# Coordinate labeling data
——————————
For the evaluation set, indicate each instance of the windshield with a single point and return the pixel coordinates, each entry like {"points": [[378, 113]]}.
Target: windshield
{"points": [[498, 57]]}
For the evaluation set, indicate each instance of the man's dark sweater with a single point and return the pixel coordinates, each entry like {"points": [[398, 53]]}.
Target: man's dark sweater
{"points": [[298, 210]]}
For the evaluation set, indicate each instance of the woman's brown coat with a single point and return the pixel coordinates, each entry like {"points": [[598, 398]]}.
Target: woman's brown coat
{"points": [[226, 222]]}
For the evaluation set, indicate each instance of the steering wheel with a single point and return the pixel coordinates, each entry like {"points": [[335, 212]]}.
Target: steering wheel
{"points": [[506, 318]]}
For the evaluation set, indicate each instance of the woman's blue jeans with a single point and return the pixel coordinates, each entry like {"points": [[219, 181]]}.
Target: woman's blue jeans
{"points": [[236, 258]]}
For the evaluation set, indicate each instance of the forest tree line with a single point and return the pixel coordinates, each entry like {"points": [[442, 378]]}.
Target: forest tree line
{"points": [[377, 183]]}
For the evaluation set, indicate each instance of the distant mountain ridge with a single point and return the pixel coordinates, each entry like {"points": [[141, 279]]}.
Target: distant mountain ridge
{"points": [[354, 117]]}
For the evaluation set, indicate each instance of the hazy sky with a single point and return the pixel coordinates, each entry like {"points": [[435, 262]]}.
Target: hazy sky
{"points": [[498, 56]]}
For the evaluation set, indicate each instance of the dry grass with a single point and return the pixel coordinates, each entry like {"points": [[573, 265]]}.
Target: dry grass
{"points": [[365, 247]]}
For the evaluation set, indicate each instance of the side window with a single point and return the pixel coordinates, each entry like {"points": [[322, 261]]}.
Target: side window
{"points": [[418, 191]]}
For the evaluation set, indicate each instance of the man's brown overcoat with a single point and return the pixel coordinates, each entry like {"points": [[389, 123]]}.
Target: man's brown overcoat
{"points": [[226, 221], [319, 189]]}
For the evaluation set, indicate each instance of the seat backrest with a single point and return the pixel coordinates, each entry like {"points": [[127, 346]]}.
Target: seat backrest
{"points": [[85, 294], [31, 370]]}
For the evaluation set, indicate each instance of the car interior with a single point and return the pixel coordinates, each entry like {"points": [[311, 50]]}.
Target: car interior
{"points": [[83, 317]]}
——————————
# SHORT PROBLEM
Please rewrite every entry above as a JSON list of strings, with one string per line and blank lines left out.

# COMPLETE RESPONSE
[
  "For the evaluation set, indicate each instance of the windshield with a single point and return the pixel coordinates, each entry like {\"points\": [[378, 113]]}.",
  "Target: windshield",
  "{\"points\": [[498, 57]]}",
  "For the evaluation set, indicate each instance of the man's dark sweater with a single point and return the pixel coordinates, each entry like {\"points\": [[398, 53]]}.",
  "Target: man's dark sweater",
  "{\"points\": [[298, 210]]}",
  "For the evaluation set, indicate each instance of the woman's brown coat with a single point and return the pixel coordinates, each entry like {\"points\": [[598, 398]]}.",
  "Target: woman's brown coat",
  "{\"points\": [[226, 222]]}",
  "For the evaluation set, indicate each instance of the steering wheel with a single point and return the pixel coordinates, each entry like {\"points\": [[335, 212]]}.",
  "Target: steering wheel",
  "{\"points\": [[506, 318]]}",
  "For the evaluation set, indicate each instance of the woman's blue jeans with a single point and return the pixel coordinates, each entry like {\"points\": [[219, 181]]}.",
  "Target: woman's blue jeans",
  "{\"points\": [[236, 258]]}",
  "For the evaluation set, indicate each instance of the forest tree line with a single point and return the pixel coordinates, each entry like {\"points\": [[442, 378]]}.",
  "Target: forest tree line",
  "{\"points\": [[377, 183]]}",
  "For the evaluation set, indicate each instance of the distant mountain ridge with a single point and return the pixel coordinates, each entry like {\"points\": [[141, 279]]}.",
  "Target: distant mountain ridge",
  "{\"points\": [[354, 117]]}",
  "For the evaluation set, indicate each instance of the hazy sky with a single point and return the pixel coordinates, each entry like {\"points\": [[435, 262]]}.",
  "Target: hazy sky",
  "{\"points\": [[498, 56]]}",
  "For the evaluation set, indicate each instance of the dry grass with a single point and return the pixel coordinates, each entry like {\"points\": [[573, 265]]}.",
  "Target: dry grass",
  "{\"points\": [[365, 247]]}",
  "For the evaluation set, indicate each instance of the side window with a single point and return the pixel coordinates, each entry like {\"points\": [[322, 261]]}.",
  "Target: side window",
  "{\"points\": [[418, 191]]}",
  "For the evaluation set, indicate each instance of the man's brown overcoat with a single point and return the pixel coordinates, each entry like {\"points\": [[389, 123]]}.",
  "Target: man's brown overcoat",
  "{\"points\": [[226, 221], [319, 189]]}",
  "For the evaluation set, indicate each instance of the seat backrest with a single point and return the pixel coordinates, each entry like {\"points\": [[127, 346]]}.",
  "Target: seat backrest",
  "{\"points\": [[85, 294], [31, 370]]}",
  "For the evaluation set, indicate each instance of the car interior with a single point and return the pixel coordinates, each entry like {\"points\": [[311, 50]]}.",
  "Target: car interior",
  "{\"points\": [[83, 317]]}"
]